> Aim
Print the records below verbatim, omitting the pictures.

Bounding-box records
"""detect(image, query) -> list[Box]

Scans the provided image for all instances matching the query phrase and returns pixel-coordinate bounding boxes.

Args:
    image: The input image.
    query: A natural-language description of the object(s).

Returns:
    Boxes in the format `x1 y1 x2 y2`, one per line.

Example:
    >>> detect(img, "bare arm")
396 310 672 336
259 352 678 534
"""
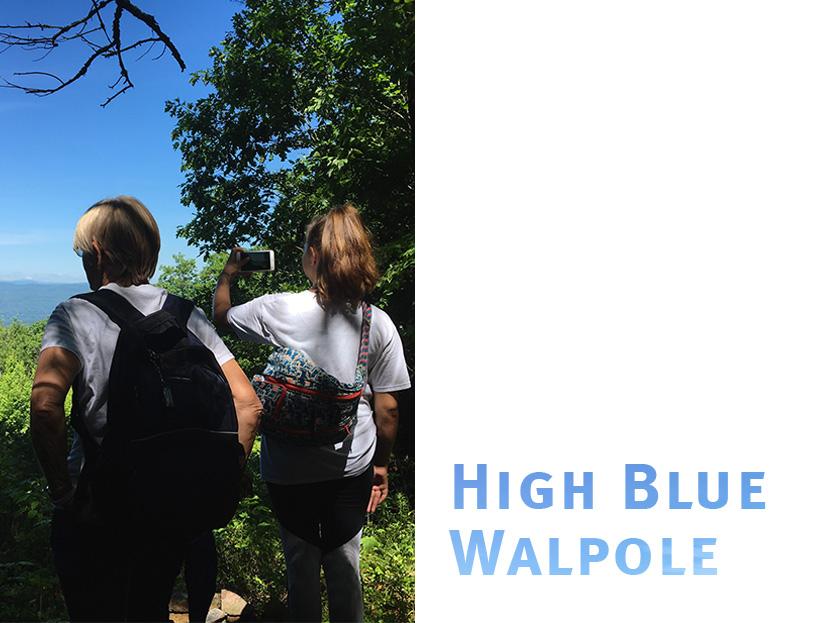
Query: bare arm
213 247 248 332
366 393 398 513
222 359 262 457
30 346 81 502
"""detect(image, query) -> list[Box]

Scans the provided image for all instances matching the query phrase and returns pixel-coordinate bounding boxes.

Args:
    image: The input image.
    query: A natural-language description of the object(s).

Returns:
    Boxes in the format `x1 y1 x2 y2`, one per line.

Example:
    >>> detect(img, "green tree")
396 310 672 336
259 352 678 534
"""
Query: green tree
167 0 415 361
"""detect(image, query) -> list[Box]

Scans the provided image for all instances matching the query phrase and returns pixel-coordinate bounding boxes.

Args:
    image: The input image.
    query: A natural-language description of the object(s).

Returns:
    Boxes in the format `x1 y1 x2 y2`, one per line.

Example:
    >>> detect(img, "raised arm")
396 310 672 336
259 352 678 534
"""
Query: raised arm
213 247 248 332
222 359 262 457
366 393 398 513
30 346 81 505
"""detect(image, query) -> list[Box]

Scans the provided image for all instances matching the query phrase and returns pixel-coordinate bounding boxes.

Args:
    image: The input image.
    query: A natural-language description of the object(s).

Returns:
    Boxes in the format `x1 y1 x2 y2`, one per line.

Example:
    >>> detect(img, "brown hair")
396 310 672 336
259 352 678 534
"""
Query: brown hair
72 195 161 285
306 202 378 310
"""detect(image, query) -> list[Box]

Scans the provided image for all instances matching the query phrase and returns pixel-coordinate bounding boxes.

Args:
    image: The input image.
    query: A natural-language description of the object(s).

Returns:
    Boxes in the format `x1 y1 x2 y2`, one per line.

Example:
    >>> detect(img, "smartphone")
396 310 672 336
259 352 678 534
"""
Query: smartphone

> Output of the task
"""detect(image, query) -> list[Box]

Scans the provided image for all instances matching the query phrase and returns pixel-coordinate bounding boxes.

Args:
    image: The input image.
    query: A natural-language description of the object(s).

Returns:
    Boxes in the format `x1 y1 x2 y2`, one per line.

Example:
    >>> detect(img, "bare arm")
396 310 672 336
259 352 678 534
"""
Query: bare arm
213 247 248 332
366 393 398 513
222 359 262 457
30 346 81 502
"""detect(image, query) -> list[Box]

Scans the provided image for all instances matching the query phrase and returns pixel-coordinate bounding boxes.

Args:
    image: The input image.
    query: A natural-language description of the object(s).

Returns:
    Boxes in the format `x1 y1 x2 y2`, one per line.

Example:
    >>> detect(img, "green tree")
396 310 672 336
259 352 678 534
"""
Query: green tree
167 0 415 361
"""detect(image, query) -> list[Box]

Scans the provided image for all instances matching the query phrase and returns pixel-coordinate bounding boxes.

Args:
    image: The input image.
    query: A natural-language description of the object(s).

Returns:
    Boxes in the format `x1 y1 x2 y2`, one per line.

Example:
    >>> detect(img, "raised arm")
396 310 672 336
259 352 678 534
"""
Query: raised arm
213 247 248 332
222 359 262 457
366 393 398 513
30 346 81 505
"""detect(image, query) -> list[Box]

Scans the provided image for all instances matching the query phrase and returns pixel-coordinate bounding boxes.

Args:
    image: The input image.
    query: A natural-language description of the object(s).

Returns:
    Boxes in the format `x1 y1 x2 y2`, one per line.

Example:
    >>> detect(img, "brown hair")
396 310 672 336
259 352 678 534
"""
Query: brown hair
72 195 161 285
306 202 378 310
"""detect(image, query) -> list[Box]

Scans the provided image for all instances matching the query phrase and returns pixel-coordinate bounding boxes.

Args:
    image: The input image.
    query: A natural-language description of the object(s).

Returns:
    Boxes in the format `x1 y1 x2 y2`, one per line.

Example:
    >>> detect(img, "smartphone")
396 310 672 336
259 352 678 534
"""
Query: smartphone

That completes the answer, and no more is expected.